Exercise objective |
Write down each of the records again, exactly and in full.

Supplied entries |
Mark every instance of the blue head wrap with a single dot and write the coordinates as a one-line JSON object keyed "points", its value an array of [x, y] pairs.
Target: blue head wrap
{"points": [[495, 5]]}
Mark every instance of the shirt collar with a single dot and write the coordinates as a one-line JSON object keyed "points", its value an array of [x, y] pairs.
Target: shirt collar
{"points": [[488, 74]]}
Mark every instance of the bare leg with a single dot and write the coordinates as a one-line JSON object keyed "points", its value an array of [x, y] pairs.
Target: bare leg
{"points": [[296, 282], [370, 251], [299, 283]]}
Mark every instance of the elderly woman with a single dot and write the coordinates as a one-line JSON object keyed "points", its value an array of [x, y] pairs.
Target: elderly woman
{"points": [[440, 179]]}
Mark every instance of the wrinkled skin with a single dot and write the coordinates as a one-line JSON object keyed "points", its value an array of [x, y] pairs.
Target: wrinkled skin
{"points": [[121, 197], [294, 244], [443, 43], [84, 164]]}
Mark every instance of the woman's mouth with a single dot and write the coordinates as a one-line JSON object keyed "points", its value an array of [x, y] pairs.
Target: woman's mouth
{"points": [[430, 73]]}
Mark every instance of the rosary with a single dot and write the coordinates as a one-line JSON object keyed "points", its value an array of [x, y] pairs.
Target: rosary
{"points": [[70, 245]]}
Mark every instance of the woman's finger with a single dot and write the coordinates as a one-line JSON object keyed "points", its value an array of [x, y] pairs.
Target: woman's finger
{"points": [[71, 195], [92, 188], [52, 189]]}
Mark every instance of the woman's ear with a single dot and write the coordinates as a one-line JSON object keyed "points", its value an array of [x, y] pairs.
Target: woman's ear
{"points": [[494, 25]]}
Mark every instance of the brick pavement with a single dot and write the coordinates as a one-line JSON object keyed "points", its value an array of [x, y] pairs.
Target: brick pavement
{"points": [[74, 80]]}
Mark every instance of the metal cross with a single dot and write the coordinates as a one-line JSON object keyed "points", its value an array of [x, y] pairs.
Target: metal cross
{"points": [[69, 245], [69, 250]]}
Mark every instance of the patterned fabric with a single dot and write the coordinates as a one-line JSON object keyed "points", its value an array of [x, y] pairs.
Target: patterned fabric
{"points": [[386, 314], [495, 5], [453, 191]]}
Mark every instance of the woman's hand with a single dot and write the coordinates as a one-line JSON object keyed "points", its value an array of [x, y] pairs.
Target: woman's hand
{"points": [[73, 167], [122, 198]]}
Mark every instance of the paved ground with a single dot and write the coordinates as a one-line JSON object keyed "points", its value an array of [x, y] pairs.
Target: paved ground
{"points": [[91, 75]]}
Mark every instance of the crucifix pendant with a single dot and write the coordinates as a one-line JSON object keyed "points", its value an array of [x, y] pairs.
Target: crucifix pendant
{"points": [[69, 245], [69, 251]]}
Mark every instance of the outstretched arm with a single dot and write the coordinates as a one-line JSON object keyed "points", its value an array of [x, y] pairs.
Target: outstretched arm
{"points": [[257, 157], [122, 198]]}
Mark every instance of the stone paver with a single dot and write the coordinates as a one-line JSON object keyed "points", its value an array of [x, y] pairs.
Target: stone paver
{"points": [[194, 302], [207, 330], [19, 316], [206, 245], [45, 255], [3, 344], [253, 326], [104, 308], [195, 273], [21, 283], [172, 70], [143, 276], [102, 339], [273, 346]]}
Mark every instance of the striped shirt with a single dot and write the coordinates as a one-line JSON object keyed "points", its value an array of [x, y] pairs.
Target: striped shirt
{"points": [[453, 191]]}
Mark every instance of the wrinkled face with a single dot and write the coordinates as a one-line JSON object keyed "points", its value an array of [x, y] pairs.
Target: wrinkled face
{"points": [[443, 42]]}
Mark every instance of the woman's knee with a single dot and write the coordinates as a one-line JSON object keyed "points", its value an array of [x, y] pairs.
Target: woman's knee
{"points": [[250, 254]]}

Reply to the task |
Mark every instance of the blue head wrap with a single dot and write the coordinates as a one-line JSON object keyed "points", its value an array of [x, y] pairs.
Target: blue head wrap
{"points": [[495, 5]]}
Mark every instance of the shirt collar with a single dot and write the coordinates as a one-line JSON object keyed "points", its value an array of [x, y] pairs.
Target: shirt collar
{"points": [[488, 74]]}
Mark every instance of the bare leg with a single dot and write the coordinates as a one-line JSON object keyed "points", its value an array of [x, y] pairs.
Target: bare leg
{"points": [[296, 282], [370, 251], [299, 283]]}
Mark every instance of the elderly woman with a single dot and write the coordinates as a one-line JSON object keyed "points", its value an array of [x, y] pairs.
Target: elderly woman
{"points": [[440, 179]]}
Mark every instance of the wrinkled skin with a single dot and write the coordinates as a one-line JSON object keyed "points", its value an array of [x, y] pairs.
Target: wrinkled skin
{"points": [[121, 197], [294, 244], [443, 43], [84, 164]]}
Mark every instance of the woman's mouth with a single dot and write the coordinates as a one-line JSON object keyed "points", its value an array of [x, y] pairs.
Target: woman's mouth
{"points": [[430, 73]]}
Mark every instance of the rosary with a single dot and write the coordinates as a one-line JSON object keyed "points", its value an array of [x, y] pairs.
Target: rosary
{"points": [[70, 245]]}
Mark every instance of the woman's finger with a single dot and write the coordinates as a one-line JSON object keyed "points", its value an array of [x, y] pairs.
Target: woman's finger
{"points": [[71, 195], [92, 188], [52, 189]]}
Mark every instance of the woman's ear with a single dot and write the coordinates as a one-line JSON object keyed "points", its value an array of [x, y] pairs.
Target: woman's ear
{"points": [[494, 25]]}
Mark every instance of the brick pavement with a single dot and write the coordinates as a one-line JSON object keyed "points", its value an array of [x, y] pairs.
Target: brick pavement
{"points": [[74, 80]]}
Mark every instance of the metal cross with a single dot and write the coordinates as a one-line JSON object keyed "points", its value an array of [x, y] pairs.
Target: metal cross
{"points": [[69, 245], [69, 250]]}
Mark every instance of the patterned fabric with a single dot and write the coordinates as a one-line JSON object keyed "points", its value an array of [x, y] pairs.
Target: patterned fabric
{"points": [[386, 314], [495, 5], [453, 191]]}
Mark every instance of the woman's hand with a single dot and write the coordinates as a one-line JSON object keyed "points", its value an array of [x, y] pairs.
Target: woman's hand
{"points": [[73, 167], [122, 198]]}
Mark every instance of the paved ground with a single dot and write the coordinates as a one-line JSON object keyed "points", its value an array of [x, y] pairs.
Target: paved ground
{"points": [[91, 75]]}
Mark every instance of the crucifix pendant with a single dot and write the coordinates as a one-line JSON object keyed "points", its value an array of [x, y] pairs.
Target: crucifix pendant
{"points": [[69, 245], [69, 251]]}
Mark every instance of the outstretched arm with a single dot and write the coordinates as a one-line JSON object keyed "points", its value an array of [x, y] pairs.
Target: outstretched arm
{"points": [[257, 157], [122, 198]]}
Mark every instance of the stone paver with a single dot and write the coordinates as a one-line JSON object keyed "points", its value an array of [x, y] pairs.
Target: stone paver
{"points": [[194, 302], [207, 330], [19, 316], [206, 245], [45, 255], [3, 344], [253, 326], [104, 308], [195, 273], [21, 283], [172, 70], [143, 276], [102, 339], [273, 346]]}
Mark every instance of the striped shirt with a single dot and write the coordinates as a one-line JSON object keyed "points", its value an array of [x, y] pairs.
Target: striped shirt
{"points": [[453, 191]]}
Mark every instance of the wrinkled face with a single dot and write the coordinates as a one-line JSON object keyed "points", its value an array of [x, y] pairs.
Target: wrinkled face
{"points": [[443, 42]]}
Mark every instance of the woman's knee with a single dot and write the coordinates as a one-line JSON object keyed "points", its value an array of [x, y] pairs.
Target: woman's knee
{"points": [[250, 254]]}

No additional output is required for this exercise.